Direction ->
Please put the rows below into a JSON list of strings, with one string for each line and any blank lines left out.

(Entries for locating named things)
────────────────────

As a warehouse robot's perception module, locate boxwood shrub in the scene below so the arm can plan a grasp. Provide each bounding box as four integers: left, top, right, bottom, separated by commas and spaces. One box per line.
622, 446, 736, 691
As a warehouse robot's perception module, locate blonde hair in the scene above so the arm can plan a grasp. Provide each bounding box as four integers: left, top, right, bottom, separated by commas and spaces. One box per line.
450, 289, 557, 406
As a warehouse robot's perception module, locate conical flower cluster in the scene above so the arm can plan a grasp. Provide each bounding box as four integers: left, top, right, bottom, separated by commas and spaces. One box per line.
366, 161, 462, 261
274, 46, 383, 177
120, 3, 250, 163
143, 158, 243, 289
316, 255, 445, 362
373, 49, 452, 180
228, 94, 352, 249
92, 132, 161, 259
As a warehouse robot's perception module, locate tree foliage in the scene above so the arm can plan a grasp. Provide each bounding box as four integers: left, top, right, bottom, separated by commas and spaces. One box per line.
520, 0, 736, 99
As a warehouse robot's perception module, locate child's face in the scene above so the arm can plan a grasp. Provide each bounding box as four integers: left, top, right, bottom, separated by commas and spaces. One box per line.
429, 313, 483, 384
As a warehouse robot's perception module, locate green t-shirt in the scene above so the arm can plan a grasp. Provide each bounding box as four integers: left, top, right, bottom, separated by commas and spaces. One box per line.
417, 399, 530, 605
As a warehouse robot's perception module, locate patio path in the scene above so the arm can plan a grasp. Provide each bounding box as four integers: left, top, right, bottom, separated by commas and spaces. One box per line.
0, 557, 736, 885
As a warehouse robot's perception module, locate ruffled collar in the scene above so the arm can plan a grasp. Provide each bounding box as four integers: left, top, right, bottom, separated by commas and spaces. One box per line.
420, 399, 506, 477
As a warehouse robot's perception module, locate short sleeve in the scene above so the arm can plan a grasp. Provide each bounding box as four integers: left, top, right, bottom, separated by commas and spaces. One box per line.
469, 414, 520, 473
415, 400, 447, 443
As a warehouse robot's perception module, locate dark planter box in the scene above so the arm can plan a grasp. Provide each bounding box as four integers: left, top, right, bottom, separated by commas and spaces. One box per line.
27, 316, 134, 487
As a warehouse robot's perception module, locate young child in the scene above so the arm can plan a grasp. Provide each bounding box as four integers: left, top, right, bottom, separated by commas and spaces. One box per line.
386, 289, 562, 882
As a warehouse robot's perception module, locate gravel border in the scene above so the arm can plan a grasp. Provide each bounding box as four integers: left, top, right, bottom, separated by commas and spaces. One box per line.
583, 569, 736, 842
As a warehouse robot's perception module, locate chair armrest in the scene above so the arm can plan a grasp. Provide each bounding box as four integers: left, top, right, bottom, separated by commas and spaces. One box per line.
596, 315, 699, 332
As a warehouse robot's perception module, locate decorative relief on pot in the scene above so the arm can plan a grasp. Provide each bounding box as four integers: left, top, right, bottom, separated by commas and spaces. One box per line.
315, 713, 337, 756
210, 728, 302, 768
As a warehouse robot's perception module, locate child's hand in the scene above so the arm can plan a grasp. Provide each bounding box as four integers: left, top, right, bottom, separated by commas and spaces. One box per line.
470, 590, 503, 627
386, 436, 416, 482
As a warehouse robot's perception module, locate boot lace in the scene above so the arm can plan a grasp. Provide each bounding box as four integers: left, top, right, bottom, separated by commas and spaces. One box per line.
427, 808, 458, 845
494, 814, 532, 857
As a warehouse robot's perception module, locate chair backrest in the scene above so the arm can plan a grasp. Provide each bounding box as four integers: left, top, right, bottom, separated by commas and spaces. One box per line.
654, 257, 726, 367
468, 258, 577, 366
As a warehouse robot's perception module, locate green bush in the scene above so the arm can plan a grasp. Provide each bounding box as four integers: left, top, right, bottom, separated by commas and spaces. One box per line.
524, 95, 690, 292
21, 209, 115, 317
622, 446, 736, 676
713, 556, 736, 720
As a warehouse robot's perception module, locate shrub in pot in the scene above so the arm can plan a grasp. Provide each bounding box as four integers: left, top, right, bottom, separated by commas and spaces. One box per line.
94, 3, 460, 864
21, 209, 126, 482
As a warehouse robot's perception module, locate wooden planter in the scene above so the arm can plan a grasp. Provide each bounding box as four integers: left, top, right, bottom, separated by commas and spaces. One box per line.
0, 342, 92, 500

────────────────────

Written solution ->
[
  "As a warehouse robot's perception module, locate boxwood shrub in the scene below so the arm can plan a grasp. Provide each bounding box as four integers: left, top, right, bottom, separated by commas and spaces. One box per line.",
  "622, 446, 736, 691",
  "As a warehouse robot's perception module, locate blonde hair in the scene above so the arm can plan a grasp. Provide each bounding box as four integers: left, top, right, bottom, separated by commas and spaces. One box per line.",
  "450, 289, 557, 406",
  "As a warehouse robot's perception module, locate conical flower cluster in the scene above so the arm can plan a grasp. Provide each bounding box as four integers: left, top, right, bottom, separated by commas and spaces. One box per line.",
  "366, 161, 462, 261",
  "274, 46, 383, 177",
  "120, 3, 250, 163",
  "143, 158, 243, 289",
  "316, 255, 445, 362",
  "373, 49, 452, 180",
  "228, 94, 352, 249",
  "92, 132, 161, 259",
  "As a warehouse robot's perception module, locate tree foliage in the scene above so the arm can plan a grasp. Provide each bounding box as four integers: left, top, right, bottom, separated by commas and spaces. One box per line.",
  "520, 0, 736, 99",
  "As a warehouse robot's perception module, locate child's face in the scene above so the arm can plan a grasp. Provide each bounding box as four integers: left, top, right, bottom, separated by commas and spaces. One box per line.",
  "429, 313, 483, 384",
  "As a warehouse robot's perception module, locate green t-shirt in the scene above so the arm can plan a grasp. Provide each bounding box as four integers: left, top, right, bottom, separated by commas and spaces. One box per line.",
  "417, 399, 530, 605",
  "As a warehouse robot's perception module, locate patio path in the scene above so the arm can plan a grasp. Provide each bounding box as four integers: left, top, right, bottom, separated by commas and spaces. One box per line.",
  "0, 557, 736, 885",
  "As a warehouse robot's perception module, locate ruffled collar in the scene above so the arm can plan a grasp. Provide each bounding box as four integers: left, top, right, bottom, separated by commas and spaces. One box per line.",
  "420, 399, 506, 477",
  "As a warehouse robot's perception module, locate short sleeve in the scene above so the arm can plan a grasp. Provide each bounding box as four integers: left, top, right, bottom, separated by commas and spaces. One box per line.",
  "469, 414, 520, 473",
  "415, 400, 447, 443",
  "As a warehouse robot's perception module, locate dark planter box in the scene above so the arm can plan a grasp. Provide each bounding box as four integers: left, top, right, bottom, separated by commas and spaces. One box per line.",
  "27, 316, 134, 487",
  "As a warehouse robot's perception module, locate young child in the scene above so the arm can plan a grasp. Provide each bounding box as four integers: left, top, right, bottom, separated by commas and spaces. One box per line.",
  "386, 289, 562, 882",
  "As a warehouse robot's perception module, locate gravel border in the scene above so the arm can plan a grasp. Provide each bounding box as four integers: left, top, right, bottom, separated by commas and spaces. One box per line.",
  "583, 569, 736, 842",
  "As a warehouse robot's perception module, locate chair armrest in the scene above so the arm can plan a grasp. Provide each bounding box as four integers: left, top, right, bottom, separated by commas and spaces. One box per line.",
  "596, 315, 699, 332",
  "As a warehouse robot's perception module, locate decorative relief on pot in the scene above so the arm can plan a grasp. Provide each bounding box as four integers: left, top, right, bottom, separated by commas and spaces. One box per line.",
  "315, 713, 337, 756",
  "210, 728, 302, 768",
  "As a warehouse robot's perception module, locate child's hand in the scene above so the arm can plan a grasp. Provide each bounding box as four integers: left, top, right, bottom, separated by commas and spaces. One box per line.",
  "470, 590, 503, 627",
  "386, 436, 416, 482",
  "As a warehouse robot's perception module, locate boot lace in the scene above so the arm can plan a grasp. Provide each bounding box as four integers: left, top, right, bottom, separated by commas and spaces. One box per line.",
  "427, 808, 458, 845",
  "494, 814, 532, 857",
  "As a warehouse robot's perception module, locate chair backrest in the scene above so the arm can plan a grasp. Provide each bounding box as four integers: left, top, right, bottom, separated by commas and spaces. One box per line.",
  "654, 257, 726, 367",
  "468, 258, 577, 366",
  "As a warehouse robot's perception module, locate green bush in the scene above so the arm can plan a grasp. Provide each bounding box as four integers: left, top, right, bottom, separated by commas and spaces. One box per line.",
  "524, 95, 690, 292",
  "21, 209, 115, 317",
  "622, 446, 736, 676",
  "713, 556, 736, 720",
  "As a warehouse robot's perception module, locate shrub in pot in the scene above so the arm can plan a grasp. Provide each bounding box as four integers: left, top, right, bottom, separated by commas and spaces. One box per line.",
  "94, 3, 460, 864",
  "21, 209, 126, 482",
  "As a warehouse robot's perception module, locate wooden planter in the scene above so the arm can plan a grasp. Provide each bounding box as four integers: left, top, right, bottom, separated by commas and spaces. One box per line.",
  "0, 342, 92, 500"
]